과제 목표: 아래 기록에서 "post"라는 문자열이 들어 있는 줄은 모두 몇 개입니까? 대소문자를 구분해 세고, 숫자만 답하세요.

제시 자료:

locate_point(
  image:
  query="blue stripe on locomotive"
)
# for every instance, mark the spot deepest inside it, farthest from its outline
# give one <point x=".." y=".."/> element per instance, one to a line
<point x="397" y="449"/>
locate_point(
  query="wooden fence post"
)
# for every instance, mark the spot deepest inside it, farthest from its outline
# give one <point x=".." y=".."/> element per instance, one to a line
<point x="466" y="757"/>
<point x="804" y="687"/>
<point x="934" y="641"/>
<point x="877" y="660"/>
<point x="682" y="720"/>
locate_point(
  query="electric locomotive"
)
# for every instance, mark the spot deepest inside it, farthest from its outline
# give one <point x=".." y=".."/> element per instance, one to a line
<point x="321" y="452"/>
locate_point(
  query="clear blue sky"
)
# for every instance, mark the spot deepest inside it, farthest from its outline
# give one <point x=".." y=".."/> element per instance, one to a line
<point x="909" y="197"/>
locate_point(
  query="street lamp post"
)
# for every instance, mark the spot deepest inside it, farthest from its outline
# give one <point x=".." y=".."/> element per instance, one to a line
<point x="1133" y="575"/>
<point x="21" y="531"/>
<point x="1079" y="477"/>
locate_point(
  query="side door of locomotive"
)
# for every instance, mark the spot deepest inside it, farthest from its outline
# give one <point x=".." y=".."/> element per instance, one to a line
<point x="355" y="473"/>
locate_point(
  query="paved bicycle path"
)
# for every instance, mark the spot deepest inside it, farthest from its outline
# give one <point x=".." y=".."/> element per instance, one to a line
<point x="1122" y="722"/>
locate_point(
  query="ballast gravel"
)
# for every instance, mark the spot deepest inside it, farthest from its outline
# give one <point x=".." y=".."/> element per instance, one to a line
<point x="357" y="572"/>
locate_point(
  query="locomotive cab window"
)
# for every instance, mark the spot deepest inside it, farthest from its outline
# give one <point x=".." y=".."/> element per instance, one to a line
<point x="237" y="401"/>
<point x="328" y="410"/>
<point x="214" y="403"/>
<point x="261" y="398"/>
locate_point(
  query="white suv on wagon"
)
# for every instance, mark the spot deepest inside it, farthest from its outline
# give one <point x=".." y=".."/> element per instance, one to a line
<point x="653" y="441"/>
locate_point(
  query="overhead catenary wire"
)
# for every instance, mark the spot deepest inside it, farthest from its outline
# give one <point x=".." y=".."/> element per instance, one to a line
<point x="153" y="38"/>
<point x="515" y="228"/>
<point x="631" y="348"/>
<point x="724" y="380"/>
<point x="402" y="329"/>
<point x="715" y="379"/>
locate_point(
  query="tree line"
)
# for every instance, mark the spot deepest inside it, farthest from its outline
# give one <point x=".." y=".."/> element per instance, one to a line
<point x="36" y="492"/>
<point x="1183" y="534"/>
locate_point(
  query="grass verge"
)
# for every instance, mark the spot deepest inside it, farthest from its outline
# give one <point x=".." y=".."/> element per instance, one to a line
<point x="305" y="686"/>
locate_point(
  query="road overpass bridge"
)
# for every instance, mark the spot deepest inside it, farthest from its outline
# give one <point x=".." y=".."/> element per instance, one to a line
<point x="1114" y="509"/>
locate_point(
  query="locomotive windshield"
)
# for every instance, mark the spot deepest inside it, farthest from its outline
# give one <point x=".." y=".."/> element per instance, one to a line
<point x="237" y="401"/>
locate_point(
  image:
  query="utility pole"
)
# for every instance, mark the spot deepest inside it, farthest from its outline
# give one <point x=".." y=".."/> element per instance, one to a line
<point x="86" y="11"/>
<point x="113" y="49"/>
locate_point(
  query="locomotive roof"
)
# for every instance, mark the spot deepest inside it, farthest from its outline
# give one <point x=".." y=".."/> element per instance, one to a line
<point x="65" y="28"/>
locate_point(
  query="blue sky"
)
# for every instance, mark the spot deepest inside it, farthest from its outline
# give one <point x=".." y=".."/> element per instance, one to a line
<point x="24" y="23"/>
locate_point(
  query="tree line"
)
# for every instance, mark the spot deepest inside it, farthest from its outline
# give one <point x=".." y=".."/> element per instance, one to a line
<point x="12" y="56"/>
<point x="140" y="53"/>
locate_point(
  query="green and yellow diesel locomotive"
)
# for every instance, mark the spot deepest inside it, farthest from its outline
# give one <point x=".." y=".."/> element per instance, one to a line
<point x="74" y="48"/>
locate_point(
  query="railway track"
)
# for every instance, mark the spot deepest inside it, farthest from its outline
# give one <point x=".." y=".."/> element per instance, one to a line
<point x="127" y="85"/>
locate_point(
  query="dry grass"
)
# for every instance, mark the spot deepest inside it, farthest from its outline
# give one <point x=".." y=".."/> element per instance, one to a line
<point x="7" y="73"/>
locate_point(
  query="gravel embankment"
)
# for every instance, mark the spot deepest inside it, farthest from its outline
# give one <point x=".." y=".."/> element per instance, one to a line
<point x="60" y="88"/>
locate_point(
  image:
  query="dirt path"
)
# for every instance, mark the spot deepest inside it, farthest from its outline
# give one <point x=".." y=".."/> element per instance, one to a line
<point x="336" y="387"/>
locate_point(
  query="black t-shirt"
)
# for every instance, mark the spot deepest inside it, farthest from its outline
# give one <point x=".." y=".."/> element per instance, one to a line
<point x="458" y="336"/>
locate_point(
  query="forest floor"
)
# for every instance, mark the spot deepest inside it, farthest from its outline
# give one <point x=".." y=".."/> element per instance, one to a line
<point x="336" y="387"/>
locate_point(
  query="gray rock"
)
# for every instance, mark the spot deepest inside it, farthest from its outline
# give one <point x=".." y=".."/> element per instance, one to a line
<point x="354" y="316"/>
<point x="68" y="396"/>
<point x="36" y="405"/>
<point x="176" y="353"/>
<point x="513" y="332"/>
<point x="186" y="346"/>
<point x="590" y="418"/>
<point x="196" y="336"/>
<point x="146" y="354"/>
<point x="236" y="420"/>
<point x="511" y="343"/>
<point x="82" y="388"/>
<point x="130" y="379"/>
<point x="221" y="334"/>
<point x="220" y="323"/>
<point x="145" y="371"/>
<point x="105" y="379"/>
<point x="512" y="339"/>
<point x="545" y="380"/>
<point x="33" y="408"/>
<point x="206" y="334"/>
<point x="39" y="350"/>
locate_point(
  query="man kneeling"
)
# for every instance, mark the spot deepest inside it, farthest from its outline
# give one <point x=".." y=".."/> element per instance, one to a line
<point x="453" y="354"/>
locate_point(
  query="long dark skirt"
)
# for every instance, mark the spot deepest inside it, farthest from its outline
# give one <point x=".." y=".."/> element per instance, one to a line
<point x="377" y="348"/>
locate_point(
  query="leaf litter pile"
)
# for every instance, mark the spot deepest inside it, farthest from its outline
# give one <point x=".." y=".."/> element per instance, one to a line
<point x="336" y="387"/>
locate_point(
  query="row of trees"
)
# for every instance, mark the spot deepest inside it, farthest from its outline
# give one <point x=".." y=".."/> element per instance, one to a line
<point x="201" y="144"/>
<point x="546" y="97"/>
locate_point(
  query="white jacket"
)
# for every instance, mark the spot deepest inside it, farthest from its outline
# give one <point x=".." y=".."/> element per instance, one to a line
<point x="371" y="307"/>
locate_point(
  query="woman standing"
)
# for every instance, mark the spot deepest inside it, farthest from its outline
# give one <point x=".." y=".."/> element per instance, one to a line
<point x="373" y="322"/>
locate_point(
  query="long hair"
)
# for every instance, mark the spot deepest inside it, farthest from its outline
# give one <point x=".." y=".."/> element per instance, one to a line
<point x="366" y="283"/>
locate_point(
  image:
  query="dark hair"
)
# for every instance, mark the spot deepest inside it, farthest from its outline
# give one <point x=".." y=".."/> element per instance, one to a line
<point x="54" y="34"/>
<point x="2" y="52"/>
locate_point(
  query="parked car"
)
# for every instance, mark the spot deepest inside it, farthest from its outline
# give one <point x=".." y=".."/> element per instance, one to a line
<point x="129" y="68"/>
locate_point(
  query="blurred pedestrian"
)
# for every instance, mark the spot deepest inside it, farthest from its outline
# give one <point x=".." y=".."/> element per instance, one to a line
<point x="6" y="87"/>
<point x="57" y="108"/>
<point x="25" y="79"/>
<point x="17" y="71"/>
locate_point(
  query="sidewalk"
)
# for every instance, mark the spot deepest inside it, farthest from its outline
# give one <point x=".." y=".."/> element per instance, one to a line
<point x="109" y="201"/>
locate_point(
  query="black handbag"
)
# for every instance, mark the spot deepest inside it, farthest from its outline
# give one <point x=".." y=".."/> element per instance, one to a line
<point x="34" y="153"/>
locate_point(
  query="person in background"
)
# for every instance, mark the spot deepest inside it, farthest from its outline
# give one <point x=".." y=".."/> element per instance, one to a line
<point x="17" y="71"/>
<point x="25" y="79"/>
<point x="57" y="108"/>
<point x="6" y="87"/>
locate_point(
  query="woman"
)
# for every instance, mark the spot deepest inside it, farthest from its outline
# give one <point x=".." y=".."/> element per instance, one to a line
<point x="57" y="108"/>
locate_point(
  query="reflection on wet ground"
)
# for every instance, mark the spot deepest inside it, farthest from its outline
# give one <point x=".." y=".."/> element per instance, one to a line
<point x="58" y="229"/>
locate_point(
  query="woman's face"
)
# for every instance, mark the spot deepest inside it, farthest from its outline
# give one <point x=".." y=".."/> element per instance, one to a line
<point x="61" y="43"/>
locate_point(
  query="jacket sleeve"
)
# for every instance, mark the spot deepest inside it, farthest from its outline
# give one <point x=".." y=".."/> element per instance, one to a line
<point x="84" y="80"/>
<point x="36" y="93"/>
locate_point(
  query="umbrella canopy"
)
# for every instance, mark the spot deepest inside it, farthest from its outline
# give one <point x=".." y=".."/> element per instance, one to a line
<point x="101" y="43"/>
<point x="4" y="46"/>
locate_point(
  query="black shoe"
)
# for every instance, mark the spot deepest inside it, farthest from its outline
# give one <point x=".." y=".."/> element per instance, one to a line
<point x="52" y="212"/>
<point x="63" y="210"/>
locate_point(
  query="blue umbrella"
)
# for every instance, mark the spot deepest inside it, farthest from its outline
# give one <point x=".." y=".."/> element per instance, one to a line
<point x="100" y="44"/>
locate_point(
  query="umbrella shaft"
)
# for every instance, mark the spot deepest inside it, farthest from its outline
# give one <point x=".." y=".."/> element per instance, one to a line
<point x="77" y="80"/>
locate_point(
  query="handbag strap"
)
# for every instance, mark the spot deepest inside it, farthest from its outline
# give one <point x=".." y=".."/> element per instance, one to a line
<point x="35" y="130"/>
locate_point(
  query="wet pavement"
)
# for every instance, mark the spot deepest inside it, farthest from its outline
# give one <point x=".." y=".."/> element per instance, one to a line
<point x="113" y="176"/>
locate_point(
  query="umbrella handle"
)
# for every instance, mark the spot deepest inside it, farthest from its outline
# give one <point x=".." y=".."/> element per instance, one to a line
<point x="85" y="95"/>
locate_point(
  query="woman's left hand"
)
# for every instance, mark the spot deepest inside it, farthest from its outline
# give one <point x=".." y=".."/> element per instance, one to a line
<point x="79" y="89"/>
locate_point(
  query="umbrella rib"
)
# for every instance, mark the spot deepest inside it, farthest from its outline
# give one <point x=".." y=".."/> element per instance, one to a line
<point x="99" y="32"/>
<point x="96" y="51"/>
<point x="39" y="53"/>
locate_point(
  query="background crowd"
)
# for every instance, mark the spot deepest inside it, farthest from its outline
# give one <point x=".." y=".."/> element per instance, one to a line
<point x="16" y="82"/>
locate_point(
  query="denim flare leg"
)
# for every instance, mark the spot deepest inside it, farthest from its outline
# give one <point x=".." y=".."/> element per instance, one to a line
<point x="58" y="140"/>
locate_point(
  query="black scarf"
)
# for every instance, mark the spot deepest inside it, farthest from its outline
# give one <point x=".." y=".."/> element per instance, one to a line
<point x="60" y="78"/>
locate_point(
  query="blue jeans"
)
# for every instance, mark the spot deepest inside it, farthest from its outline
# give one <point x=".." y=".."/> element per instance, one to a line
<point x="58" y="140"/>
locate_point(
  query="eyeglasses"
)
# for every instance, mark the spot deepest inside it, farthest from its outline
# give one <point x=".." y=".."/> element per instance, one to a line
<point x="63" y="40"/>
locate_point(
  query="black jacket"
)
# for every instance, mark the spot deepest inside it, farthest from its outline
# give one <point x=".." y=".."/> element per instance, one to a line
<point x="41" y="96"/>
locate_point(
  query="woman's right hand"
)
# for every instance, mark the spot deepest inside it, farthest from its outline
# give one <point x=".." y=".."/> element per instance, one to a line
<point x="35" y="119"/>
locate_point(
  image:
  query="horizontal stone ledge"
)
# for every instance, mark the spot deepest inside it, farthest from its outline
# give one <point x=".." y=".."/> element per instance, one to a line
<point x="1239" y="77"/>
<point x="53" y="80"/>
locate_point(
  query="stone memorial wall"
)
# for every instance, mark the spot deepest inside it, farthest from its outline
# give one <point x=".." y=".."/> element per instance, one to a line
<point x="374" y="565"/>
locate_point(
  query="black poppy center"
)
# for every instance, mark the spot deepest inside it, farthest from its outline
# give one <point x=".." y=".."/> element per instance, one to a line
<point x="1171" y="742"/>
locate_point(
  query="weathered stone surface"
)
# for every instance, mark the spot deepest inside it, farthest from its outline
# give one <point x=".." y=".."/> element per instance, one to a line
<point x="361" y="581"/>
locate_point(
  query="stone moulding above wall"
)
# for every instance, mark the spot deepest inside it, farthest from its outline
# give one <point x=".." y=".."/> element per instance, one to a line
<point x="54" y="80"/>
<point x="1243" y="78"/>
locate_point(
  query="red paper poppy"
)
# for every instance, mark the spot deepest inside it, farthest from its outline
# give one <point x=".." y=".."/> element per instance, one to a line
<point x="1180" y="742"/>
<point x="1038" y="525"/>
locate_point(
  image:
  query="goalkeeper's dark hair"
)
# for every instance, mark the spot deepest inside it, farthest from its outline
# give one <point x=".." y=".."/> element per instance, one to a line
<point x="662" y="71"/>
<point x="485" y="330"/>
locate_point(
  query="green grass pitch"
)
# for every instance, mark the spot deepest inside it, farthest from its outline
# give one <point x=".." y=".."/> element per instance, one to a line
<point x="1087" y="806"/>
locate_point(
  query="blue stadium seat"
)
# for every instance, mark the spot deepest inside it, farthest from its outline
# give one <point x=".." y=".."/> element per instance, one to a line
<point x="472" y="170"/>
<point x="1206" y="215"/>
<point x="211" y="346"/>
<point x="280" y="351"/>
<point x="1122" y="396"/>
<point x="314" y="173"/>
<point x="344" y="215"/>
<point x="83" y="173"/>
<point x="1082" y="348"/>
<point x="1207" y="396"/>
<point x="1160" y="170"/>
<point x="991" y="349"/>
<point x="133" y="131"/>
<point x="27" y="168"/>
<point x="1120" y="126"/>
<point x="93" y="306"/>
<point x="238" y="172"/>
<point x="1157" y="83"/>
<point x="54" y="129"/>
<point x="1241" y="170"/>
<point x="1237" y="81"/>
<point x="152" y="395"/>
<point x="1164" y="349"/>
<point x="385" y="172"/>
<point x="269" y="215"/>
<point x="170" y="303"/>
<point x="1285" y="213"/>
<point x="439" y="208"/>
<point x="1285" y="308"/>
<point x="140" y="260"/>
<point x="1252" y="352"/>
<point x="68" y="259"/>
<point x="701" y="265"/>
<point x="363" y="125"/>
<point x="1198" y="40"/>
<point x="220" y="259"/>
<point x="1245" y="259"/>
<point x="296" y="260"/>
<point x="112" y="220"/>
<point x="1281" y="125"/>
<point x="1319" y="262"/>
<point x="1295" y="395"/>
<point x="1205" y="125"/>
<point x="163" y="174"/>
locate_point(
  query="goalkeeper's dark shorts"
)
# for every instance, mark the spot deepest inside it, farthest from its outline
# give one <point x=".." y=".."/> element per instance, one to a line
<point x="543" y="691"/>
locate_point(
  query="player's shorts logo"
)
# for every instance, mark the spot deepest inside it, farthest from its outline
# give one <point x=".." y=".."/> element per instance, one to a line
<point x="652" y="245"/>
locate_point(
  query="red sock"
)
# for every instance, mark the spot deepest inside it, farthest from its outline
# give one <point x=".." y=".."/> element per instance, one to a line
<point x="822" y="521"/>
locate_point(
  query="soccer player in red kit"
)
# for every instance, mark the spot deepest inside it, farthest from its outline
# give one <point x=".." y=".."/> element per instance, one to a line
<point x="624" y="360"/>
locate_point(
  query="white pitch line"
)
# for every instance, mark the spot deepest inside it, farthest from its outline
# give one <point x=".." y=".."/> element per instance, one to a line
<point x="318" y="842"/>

연습 답안: 2